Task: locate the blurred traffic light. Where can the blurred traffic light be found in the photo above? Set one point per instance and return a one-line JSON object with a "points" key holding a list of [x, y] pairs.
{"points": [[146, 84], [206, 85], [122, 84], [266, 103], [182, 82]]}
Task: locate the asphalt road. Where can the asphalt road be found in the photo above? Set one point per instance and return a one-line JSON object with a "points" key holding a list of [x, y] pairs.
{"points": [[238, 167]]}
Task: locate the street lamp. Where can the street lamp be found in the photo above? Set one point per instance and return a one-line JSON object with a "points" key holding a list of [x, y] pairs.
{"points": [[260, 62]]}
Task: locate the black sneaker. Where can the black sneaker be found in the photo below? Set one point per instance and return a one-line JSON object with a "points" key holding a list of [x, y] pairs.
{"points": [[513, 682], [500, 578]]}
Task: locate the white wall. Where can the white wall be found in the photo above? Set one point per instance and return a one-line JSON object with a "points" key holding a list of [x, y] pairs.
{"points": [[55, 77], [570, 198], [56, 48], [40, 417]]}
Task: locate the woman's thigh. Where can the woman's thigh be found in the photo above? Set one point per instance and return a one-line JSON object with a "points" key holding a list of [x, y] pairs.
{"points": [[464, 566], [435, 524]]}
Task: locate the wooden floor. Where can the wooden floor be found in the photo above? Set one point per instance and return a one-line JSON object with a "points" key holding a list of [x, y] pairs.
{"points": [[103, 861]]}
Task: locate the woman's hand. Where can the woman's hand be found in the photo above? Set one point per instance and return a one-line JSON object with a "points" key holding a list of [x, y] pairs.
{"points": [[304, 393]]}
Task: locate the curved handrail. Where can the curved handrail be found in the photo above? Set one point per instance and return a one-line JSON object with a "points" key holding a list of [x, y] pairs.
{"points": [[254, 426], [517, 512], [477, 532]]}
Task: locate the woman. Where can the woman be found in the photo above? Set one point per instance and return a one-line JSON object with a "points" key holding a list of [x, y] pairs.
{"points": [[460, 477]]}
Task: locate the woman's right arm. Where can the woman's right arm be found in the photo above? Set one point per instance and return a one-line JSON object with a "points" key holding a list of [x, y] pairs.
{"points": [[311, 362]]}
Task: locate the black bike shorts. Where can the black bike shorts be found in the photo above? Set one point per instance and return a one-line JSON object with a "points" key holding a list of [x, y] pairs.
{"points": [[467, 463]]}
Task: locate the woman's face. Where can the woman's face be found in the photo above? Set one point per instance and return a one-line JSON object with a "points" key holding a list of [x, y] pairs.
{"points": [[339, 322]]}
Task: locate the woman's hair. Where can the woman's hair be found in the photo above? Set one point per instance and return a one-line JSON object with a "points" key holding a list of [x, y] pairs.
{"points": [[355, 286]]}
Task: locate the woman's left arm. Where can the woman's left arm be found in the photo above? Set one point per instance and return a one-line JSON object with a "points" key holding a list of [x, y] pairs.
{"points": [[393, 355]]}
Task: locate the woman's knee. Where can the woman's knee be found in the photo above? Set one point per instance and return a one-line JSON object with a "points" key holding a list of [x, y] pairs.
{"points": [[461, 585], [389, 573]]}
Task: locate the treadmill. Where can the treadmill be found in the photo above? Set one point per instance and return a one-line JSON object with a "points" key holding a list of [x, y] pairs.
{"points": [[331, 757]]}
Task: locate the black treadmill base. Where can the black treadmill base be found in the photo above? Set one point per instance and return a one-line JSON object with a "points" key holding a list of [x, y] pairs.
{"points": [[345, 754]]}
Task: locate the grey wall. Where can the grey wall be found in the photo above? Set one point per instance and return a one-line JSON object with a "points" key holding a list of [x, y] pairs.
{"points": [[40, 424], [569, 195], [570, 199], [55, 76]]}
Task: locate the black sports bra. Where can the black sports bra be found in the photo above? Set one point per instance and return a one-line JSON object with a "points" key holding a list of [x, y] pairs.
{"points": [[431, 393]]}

++++++

• [The task] Give all of the material again, exactly.

• [Output of the task]
Task: locate the blurred traffic light. Where can the blurred traffic light be found in the photo above? Set one point per instance and return a one-line JSON object with a "points" key holding a list of [x, y] pairs.
{"points": [[146, 84], [206, 85], [122, 84], [266, 103], [182, 82]]}
Task: locate the asphalt road. Where can the asphalt road be found in the photo above? Set one point per instance and return a one-line JSON object with a "points" key holding a list of [x, y] pairs.
{"points": [[238, 167]]}
Task: locate the street lamp. Where can the street lamp be found in the photo above? Set one point per instance and return a one-line JSON object with a "points" key holding a list of [x, y] pairs.
{"points": [[260, 62]]}
Task: locate the black sneaker. Where can the black sneaker be found in the photo below? Set one point per instance and return a one-line JSON object with a "points" key holding a list of [x, y] pairs.
{"points": [[513, 682], [500, 578]]}
Task: locate the white wall. Where can the white wall be found in the photo above? Set one point per instance and return a one-line JSON object with a "points" key holding a list of [x, y] pairs.
{"points": [[55, 77], [570, 198], [56, 48], [40, 417]]}
Task: locate the woman's thigh. Where can the woman's thigh be found in the photo above? Set one point per instance and return a one-line JSON object with a "points" key holding a list of [x, y] pairs.
{"points": [[464, 566], [435, 524]]}
Task: locate the wooden floor. Where can the wooden floor be found in the photo above? Set one point per instance and return a one-line JSON object with a "points" key holding a list of [x, y] pairs.
{"points": [[103, 861]]}
Task: locate the woman's hand. Where can the woman's hand be found in the photo above? Set one point per instance and return a one-line JSON object with a "points" key holding a list of [x, y] pairs.
{"points": [[304, 393]]}
Task: locate the curved handrail. Where can the curved handrail be found in the photo above? Set one point per instance and return a one-line JSON object with a "points" key holding a list of [x, y] pairs.
{"points": [[254, 426], [517, 512], [477, 532]]}
Task: locate the woman. Where can the woman be found in the photo above? Set one point per instance and return a one-line JSON object with a "points" key holding a list of [x, y] pairs.
{"points": [[460, 477]]}
Task: locate the woman's right arm. Where can the woman's right arm be found in the photo above? Set one point per instance and return a one-line JSON object with a "points" key holding a list of [x, y] pairs.
{"points": [[311, 362]]}
Task: locate the black bike shorts. Where can the black bike shorts be found in the photo above? Set one point per instance and return a one-line JSON object with a "points" key holding a list of [x, y] pairs.
{"points": [[467, 463]]}
Task: locate the woman's face. Where can the woman's face be found in the photo above? Set one point per instance and return a one-line JSON object with a "points" key holding a list of [x, y] pairs.
{"points": [[339, 322]]}
Task: locate the woman's hair. Where can the woman's hair be found in the photo above? Set one point per instance and return a one-line JSON object with a "points" key holding a list of [x, y] pairs.
{"points": [[355, 286]]}
Task: locate the woman's left arm. Where can the woman's left arm be found in the photo above? Set one point per instance and return a one-line JSON object with a "points" key holding a list of [x, y] pairs.
{"points": [[393, 355]]}
Task: locate the woman's knee. Where can the woman's knee be found in the photo above? Set one point per instance and return a one-line JSON object with a "points" key holding a list of [x, y] pairs.
{"points": [[461, 585], [389, 573]]}
Task: locate the treadmill. Where can the treadmill be found in the photo above? Set one point per instance and return a one-line JSON object with a "points" key holding a list of [x, y] pairs.
{"points": [[331, 757]]}
Task: locate the black treadmill base. Where can the black treadmill base be found in the photo above? Set one point per instance and return a one-line JSON object with a "points" key holding a list of [x, y] pairs.
{"points": [[345, 754]]}
Task: locate the grey wall. Where can the grey wall be found in the photo above? Set one point per instance and return a one-line JSON object with a "points" key holding a list of [x, y] pairs.
{"points": [[40, 424], [569, 195], [570, 199], [55, 76]]}
Task: locate the black sports bra. Where can the black sports bra be found in the photo above? Set one point per instance and return a one-line JSON object with a "points" key holding a list of [x, y] pairs.
{"points": [[431, 393]]}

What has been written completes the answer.